Aim of the exercise →
Copy the records below exactly, leaving out any pictures.

Some records
[START]
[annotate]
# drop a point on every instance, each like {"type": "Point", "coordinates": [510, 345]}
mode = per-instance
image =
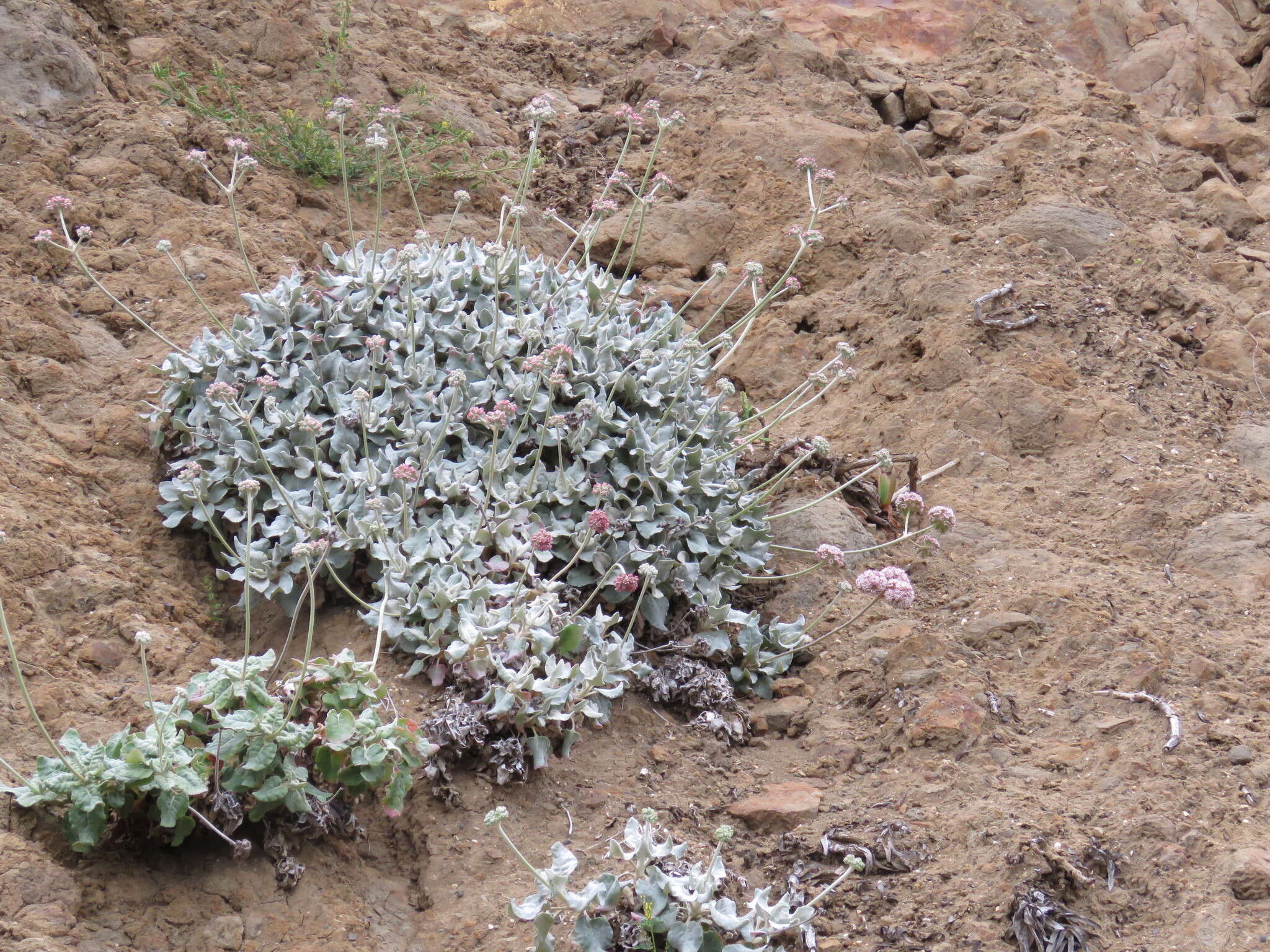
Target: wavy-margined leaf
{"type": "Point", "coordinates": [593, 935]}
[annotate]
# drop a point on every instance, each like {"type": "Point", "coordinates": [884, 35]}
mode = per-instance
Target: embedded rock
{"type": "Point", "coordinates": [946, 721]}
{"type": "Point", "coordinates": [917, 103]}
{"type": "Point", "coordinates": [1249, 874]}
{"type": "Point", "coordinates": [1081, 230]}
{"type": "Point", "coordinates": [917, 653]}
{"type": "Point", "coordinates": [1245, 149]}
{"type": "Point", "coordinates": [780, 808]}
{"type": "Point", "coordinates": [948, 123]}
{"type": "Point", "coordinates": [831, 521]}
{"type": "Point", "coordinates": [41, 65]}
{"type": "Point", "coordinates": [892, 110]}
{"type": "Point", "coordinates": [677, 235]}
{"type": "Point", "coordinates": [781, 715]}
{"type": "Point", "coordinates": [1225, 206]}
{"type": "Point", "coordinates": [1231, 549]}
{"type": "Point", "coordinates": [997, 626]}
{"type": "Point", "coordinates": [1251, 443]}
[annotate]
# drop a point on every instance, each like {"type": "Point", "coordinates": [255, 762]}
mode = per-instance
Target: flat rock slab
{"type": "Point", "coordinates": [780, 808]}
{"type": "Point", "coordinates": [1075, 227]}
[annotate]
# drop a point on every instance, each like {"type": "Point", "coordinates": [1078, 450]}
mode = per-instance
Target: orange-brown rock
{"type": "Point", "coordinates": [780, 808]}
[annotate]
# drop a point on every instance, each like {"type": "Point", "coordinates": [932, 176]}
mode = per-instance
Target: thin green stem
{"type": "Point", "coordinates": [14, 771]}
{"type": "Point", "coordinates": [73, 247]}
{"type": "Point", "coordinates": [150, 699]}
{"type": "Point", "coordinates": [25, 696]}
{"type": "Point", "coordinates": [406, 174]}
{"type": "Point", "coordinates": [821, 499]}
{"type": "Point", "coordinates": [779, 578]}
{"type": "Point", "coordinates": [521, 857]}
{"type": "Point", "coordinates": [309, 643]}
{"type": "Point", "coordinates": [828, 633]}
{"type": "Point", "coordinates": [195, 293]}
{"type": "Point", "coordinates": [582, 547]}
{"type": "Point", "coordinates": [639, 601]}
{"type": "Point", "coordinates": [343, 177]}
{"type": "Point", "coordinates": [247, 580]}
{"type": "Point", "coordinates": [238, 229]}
[END]
Answer to this exercise →
[annotate]
# drop a point on every instance, each like {"type": "Point", "coordinates": [510, 345]}
mode = per-instance
image =
Target: wavy-margined leaf
{"type": "Point", "coordinates": [593, 935]}
[annotate]
# drop a point on every instance, each like {"type": "Point", "coordinates": [884, 35]}
mode = per-instance
Target: embedded rock
{"type": "Point", "coordinates": [946, 721]}
{"type": "Point", "coordinates": [917, 103]}
{"type": "Point", "coordinates": [1249, 874]}
{"type": "Point", "coordinates": [1081, 230]}
{"type": "Point", "coordinates": [917, 653]}
{"type": "Point", "coordinates": [1245, 149]}
{"type": "Point", "coordinates": [780, 808]}
{"type": "Point", "coordinates": [948, 123]}
{"type": "Point", "coordinates": [831, 521]}
{"type": "Point", "coordinates": [41, 65]}
{"type": "Point", "coordinates": [892, 110]}
{"type": "Point", "coordinates": [677, 235]}
{"type": "Point", "coordinates": [781, 715]}
{"type": "Point", "coordinates": [1225, 206]}
{"type": "Point", "coordinates": [1231, 549]}
{"type": "Point", "coordinates": [997, 626]}
{"type": "Point", "coordinates": [1251, 443]}
[annotate]
# drop a point on every instance, each like {"type": "Point", "coordinates": [255, 762]}
mode = per-instance
Target: flat rock slab
{"type": "Point", "coordinates": [780, 808]}
{"type": "Point", "coordinates": [1075, 227]}
[annotate]
# drop a point on every instance, each like {"type": "Point", "coordinates": [1078, 450]}
mode = per-instance
Target: orange-brown rock
{"type": "Point", "coordinates": [780, 808]}
[annotate]
# drop a point on every instance, each like {"type": "Point", "coordinates": [932, 176]}
mode = per-instance
Target: thin green stem
{"type": "Point", "coordinates": [14, 771]}
{"type": "Point", "coordinates": [73, 247]}
{"type": "Point", "coordinates": [150, 699]}
{"type": "Point", "coordinates": [25, 696]}
{"type": "Point", "coordinates": [406, 174]}
{"type": "Point", "coordinates": [821, 499]}
{"type": "Point", "coordinates": [779, 578]}
{"type": "Point", "coordinates": [521, 857]}
{"type": "Point", "coordinates": [309, 643]}
{"type": "Point", "coordinates": [828, 633]}
{"type": "Point", "coordinates": [195, 293]}
{"type": "Point", "coordinates": [582, 547]}
{"type": "Point", "coordinates": [639, 601]}
{"type": "Point", "coordinates": [343, 177]}
{"type": "Point", "coordinates": [247, 580]}
{"type": "Point", "coordinates": [238, 229]}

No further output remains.